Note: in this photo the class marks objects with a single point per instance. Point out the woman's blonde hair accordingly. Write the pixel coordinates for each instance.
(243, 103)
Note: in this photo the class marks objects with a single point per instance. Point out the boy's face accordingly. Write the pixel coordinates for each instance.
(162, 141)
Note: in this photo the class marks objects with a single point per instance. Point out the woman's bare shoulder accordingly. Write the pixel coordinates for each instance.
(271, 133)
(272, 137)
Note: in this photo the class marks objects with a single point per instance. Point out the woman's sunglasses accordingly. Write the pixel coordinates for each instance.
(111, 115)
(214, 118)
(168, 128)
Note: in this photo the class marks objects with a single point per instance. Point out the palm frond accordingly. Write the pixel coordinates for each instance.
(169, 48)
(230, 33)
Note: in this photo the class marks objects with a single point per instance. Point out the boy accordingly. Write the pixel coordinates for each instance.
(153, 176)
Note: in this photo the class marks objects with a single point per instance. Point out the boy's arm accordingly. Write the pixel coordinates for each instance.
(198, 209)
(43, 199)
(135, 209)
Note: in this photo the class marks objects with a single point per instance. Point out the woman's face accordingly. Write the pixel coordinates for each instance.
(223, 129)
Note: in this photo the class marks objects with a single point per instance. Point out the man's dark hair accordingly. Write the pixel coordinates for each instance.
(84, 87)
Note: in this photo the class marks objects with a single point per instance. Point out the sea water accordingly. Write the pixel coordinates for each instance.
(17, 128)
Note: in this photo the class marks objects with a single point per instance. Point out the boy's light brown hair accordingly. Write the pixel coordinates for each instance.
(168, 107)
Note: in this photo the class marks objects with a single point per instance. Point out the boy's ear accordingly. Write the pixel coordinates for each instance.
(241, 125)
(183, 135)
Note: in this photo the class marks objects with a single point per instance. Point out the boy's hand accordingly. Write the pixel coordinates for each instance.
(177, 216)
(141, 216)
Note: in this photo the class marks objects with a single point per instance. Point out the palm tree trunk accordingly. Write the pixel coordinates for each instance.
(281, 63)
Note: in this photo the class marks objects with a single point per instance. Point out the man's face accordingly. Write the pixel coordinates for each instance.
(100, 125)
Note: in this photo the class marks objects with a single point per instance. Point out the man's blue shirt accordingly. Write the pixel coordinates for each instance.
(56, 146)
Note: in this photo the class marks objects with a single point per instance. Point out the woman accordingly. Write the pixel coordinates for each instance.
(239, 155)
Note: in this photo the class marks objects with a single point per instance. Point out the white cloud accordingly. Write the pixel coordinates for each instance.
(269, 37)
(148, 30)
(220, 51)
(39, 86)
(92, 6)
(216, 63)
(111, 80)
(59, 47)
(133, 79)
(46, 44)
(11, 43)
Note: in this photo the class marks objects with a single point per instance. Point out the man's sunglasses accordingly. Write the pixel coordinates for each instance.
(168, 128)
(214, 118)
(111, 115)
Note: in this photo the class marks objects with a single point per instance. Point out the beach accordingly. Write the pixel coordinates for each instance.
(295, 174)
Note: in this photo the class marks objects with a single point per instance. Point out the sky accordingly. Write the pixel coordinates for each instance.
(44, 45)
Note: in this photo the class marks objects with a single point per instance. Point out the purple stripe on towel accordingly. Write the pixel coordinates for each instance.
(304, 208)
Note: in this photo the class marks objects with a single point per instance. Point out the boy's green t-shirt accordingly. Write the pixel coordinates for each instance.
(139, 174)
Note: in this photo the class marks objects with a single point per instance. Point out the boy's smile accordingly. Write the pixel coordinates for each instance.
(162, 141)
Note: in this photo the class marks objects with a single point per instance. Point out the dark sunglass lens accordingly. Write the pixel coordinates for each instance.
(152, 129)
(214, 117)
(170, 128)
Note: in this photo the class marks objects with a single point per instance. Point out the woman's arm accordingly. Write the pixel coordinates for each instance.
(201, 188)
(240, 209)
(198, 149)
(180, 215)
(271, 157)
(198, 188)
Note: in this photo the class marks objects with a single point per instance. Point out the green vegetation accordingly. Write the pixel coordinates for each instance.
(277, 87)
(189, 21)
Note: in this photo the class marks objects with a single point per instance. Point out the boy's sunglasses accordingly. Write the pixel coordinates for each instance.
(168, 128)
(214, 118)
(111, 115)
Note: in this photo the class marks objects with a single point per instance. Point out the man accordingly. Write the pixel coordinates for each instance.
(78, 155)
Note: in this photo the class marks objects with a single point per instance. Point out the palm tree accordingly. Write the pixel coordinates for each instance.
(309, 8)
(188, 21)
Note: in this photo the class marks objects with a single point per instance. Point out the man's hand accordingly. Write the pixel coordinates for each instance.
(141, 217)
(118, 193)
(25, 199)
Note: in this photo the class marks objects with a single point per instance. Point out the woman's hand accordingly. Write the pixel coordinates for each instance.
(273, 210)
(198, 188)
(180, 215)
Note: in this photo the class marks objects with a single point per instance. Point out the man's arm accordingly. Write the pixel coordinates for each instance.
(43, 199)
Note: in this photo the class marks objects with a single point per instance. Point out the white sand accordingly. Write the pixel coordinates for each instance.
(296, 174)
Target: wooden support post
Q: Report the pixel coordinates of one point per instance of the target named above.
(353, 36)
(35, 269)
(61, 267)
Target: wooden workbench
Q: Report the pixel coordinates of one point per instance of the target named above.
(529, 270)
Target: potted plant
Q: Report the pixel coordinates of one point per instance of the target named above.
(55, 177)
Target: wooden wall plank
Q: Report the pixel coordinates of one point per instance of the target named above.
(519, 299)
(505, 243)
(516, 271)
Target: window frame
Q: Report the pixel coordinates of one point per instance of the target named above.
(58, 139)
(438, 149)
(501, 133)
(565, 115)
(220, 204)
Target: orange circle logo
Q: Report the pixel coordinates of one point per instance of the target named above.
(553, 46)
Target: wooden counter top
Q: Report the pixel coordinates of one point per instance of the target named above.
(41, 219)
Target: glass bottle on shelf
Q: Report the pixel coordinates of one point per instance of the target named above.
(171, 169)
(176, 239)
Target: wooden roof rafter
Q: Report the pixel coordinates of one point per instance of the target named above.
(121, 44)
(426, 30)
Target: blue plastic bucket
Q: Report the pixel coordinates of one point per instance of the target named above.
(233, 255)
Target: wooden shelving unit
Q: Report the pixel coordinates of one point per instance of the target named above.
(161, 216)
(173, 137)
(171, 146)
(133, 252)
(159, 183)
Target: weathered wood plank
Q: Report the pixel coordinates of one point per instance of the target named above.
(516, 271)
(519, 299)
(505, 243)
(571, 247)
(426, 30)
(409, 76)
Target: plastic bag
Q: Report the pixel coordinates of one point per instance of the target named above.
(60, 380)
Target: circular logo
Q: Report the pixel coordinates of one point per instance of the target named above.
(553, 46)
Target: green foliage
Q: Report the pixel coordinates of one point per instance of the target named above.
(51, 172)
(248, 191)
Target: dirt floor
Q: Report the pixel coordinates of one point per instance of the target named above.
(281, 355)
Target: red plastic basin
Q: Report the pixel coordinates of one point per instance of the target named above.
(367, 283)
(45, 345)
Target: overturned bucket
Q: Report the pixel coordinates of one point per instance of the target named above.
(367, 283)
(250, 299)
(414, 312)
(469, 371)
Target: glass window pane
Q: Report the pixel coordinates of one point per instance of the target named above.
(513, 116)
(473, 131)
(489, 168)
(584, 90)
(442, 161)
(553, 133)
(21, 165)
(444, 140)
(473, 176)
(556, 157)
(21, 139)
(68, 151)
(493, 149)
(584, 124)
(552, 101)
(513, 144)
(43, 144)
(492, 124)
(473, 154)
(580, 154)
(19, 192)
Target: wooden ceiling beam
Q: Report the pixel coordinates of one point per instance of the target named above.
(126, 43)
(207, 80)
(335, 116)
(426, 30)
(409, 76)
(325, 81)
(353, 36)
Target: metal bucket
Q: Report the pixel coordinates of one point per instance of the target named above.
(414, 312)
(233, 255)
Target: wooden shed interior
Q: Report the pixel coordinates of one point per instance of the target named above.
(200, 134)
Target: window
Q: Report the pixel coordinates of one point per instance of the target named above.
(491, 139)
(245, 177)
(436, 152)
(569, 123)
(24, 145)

→ INSTRUCTIONS FOR THE TASK
Which lines of the material above hold the string "plastic"? Pull them out.

→ ANSWER TO THE PROBLEM
Target: blue plastic bucket
Target: plastic bag
Target: red plastic basin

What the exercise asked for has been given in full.